■ Selection:
MoviesAPI

Requirements

1. Fetch test data via https from OMDB API

• Fetch 100 movies from the OMDB API
• Movies should be saved in the database.
• Run this method once, only if the database is empty.

2. API Implementation

• The api should have a method that returns a list of movies from the database
• There should be option to set how many records are returned in single API Response (by default 10)
• There should be pagination implemented in the backend
• Data should be ordered by Title
• The api should have a method that returns a single movie from the database
• There should be option to get the movie by title
• The api should have a method to add a movie to the database
• Title should be provided in request
• All movie details should be fetched from OMDB API and saved in the database
• The api should have a method to remove a movie from the database
• There should be option to remove movie with it's id
• This method should be protected so only authorized user can perform this action

3. Unit tests for all cases (mock everything else)

4. GCP deployment

PROJECT STRUCTURE

.
├── alembic.ini                   # Configuration file for Alembic
├── common                        # Directory containing common utility functions and benchmarking scripts
│   ├── benchmark.py              # Module for benchmarking performance
│   ├── performance_fixtures.py   # Module containing fixtures for performance testing
│   ├── tests                     # Directory containing test scripts for utility functions
│   └── utils.py                  # Common utility functions
├── data_fetcher                  # Directory containing modules related to fetching movie data
│   ├── fetcher_config.json       # Configuration file for the movie data fetcher
│   ├── movie_data_fetcher.py     # Module for fetching movie data from external sources
│   └── tests                     # Directory containing test scripts for the movie data fetcher
├── data_layer                    # Directory containing modules related to the data layer
│   ├── models.py                 # Module defining SQLAlchemy models for database tables
│   ├── movies_repository.py      # Module containing the repository class for accessing movie data from the database
│   ├── tests                     # Directory containing test scripts for the data layer modules
│   └── unit_of_work.py           # Module defining the unit of work pattern for managing database transactions
├── Dockerfile                    # Configuration file for building a Docker image of the application
├── docs                          # Directory for storing documentation files (Generated from docstrings in the code)

■ What the exercise asks:
Carry on the MoviesAPI project description from the point where it stops.

■ Extracted data:

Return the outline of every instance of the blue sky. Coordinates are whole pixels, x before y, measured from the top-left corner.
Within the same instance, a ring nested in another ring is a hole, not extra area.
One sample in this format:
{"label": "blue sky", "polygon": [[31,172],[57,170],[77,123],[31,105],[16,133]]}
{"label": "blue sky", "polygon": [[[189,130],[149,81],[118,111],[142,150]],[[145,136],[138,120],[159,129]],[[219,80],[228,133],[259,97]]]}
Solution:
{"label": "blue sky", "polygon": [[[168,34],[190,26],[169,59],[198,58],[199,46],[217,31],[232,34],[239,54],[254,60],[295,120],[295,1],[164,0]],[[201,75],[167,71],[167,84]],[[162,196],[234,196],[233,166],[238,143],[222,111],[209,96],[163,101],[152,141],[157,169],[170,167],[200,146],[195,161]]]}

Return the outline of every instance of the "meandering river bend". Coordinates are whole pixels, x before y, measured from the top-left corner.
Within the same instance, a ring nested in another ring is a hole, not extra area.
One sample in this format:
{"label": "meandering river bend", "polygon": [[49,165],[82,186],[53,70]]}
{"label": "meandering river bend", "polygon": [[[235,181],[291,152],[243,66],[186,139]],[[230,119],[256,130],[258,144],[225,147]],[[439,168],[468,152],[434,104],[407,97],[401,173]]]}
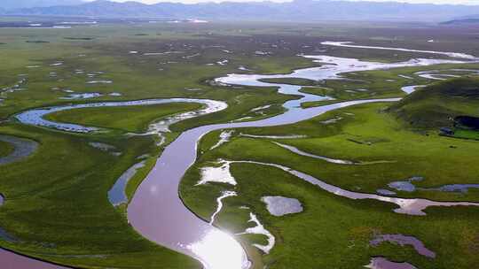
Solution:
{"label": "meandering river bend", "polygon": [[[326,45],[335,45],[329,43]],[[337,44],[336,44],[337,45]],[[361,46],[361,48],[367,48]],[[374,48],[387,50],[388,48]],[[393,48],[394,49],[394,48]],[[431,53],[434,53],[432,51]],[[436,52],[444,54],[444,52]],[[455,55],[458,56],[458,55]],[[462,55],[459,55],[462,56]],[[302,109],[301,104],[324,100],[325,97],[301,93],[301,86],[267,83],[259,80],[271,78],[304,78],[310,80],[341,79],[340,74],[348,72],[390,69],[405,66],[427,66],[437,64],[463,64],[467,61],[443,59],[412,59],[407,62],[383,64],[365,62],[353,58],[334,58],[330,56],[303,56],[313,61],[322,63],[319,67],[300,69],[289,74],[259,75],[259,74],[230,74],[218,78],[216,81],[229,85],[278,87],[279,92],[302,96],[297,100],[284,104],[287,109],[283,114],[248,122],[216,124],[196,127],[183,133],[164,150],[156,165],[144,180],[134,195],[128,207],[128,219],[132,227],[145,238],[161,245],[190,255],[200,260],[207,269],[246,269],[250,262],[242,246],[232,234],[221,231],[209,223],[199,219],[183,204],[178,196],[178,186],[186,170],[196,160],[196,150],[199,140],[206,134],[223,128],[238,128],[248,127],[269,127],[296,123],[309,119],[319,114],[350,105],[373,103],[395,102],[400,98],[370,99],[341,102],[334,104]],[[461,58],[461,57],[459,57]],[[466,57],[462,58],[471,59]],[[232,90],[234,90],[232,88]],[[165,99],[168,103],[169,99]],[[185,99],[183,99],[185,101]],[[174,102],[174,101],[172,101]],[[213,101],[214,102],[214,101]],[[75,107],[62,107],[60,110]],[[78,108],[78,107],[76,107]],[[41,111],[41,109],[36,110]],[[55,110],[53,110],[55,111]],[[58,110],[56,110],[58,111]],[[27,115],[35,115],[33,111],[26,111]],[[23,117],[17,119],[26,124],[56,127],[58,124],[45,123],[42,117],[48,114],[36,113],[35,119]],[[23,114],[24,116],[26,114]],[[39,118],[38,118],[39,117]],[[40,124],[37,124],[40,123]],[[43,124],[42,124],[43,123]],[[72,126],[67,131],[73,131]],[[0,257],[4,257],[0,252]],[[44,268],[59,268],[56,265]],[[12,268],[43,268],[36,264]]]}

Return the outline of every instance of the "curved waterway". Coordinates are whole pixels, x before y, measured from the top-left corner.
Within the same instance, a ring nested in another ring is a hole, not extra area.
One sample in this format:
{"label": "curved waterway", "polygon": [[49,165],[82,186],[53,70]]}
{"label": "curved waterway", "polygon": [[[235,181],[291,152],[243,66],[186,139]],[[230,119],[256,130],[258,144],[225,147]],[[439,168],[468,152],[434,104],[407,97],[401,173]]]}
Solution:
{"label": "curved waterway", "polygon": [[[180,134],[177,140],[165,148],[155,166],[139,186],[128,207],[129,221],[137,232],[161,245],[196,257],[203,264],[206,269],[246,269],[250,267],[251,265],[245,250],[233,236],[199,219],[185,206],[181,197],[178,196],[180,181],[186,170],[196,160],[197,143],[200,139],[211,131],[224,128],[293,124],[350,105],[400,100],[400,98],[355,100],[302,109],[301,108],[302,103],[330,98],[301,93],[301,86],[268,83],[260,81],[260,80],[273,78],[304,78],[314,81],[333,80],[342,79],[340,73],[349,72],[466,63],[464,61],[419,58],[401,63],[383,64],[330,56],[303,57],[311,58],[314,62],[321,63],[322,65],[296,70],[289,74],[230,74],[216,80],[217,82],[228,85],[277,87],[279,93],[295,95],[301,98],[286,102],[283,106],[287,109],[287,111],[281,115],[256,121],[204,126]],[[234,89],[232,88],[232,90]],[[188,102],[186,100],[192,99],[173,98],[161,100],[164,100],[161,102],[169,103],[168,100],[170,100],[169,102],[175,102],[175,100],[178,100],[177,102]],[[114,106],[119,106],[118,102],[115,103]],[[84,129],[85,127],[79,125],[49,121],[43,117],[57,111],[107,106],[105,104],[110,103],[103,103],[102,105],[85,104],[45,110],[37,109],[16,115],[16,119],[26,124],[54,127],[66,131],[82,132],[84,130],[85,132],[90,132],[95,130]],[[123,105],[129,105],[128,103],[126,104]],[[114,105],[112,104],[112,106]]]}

■ Result for this task:
├── htmlcov                       # Directory containing coverage reports generated by test coverage tools
├── migrations                    # Directory containing database migration scripts generated by Alembic
├── movies.db                     # SQLite database file containing movie data (Initialized at the start of the app)
├── movies_service                # Directory containing modules and tests for the main application logic
│   ├── api                       # Directory containing API-related modules
│   │   └── api.py                # Module defining the API endpoints using FastAPI
│   ├── app.py                    # Module containing the main FastAPI application instance
│   ├── oas.yaml                  # OpenAPI Specification file defining the API endpoints
│   └── tests                     # Directory containing test scripts for the application modules
├── README.md                     # Markdown file containing information about the project
├── requirements.txt              # File listing Python dependencies required for the project
└── dev-requirements.txt          # File listing additional Python dependencies required for development and testing purposes

Project Architecture Overview

Unit of Work and Repository Pattern

The project employs the Unit of Work and Repository patterns to promote a clean and modular architecture for managing data interactions within the application. These patterns offer several benefits:

Decoupling of Data Access Logic:

• The Unit of Work pattern encapsulates the logic for managing transactions and database sessions, allowing for centralized control over data persistence operations.
• The Repository pattern abstracts away the details of database interactions, providing a uniform interface for accessing and manipulating data entities.

Together, they promote separation of concerns and facilitate easier maintenance and testing of data access code.

Improved Testability: By decoupling data access logic from business logic, the application becomes more testable. Unit tests can be written for repository classes with mock implementations, ensuring that data access functionality behaves as expected without the need for database connectivity.

Enhanced Code Reusability: Repositories provide a consistent API for interacting with data entities, making it easier to reuse data access logic across different parts of the application. This reduces code duplication and promotes a more modular and maintainable codebase.

Models as Data Layer

The project utilizes models to represent the structure and behavior of data entities within the application.

The Models defines Python classes that represent the data entities (movies). Each class corresponds to a table in the database, and attributes of the class represent columns in that table.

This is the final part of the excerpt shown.